____ Exercise inputs

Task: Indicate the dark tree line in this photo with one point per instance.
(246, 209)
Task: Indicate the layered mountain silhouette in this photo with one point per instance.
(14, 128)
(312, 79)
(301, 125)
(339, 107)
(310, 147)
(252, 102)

________

— Problem to work on —
Please copy all of the data above exactly.

— Exercise response —
Task: Indicate the dark tree line in this photo with one point per instance.
(246, 209)
Task: Indicate the layered mountain silhouette in this photo with one point per instance.
(14, 128)
(312, 79)
(301, 125)
(339, 107)
(310, 147)
(252, 102)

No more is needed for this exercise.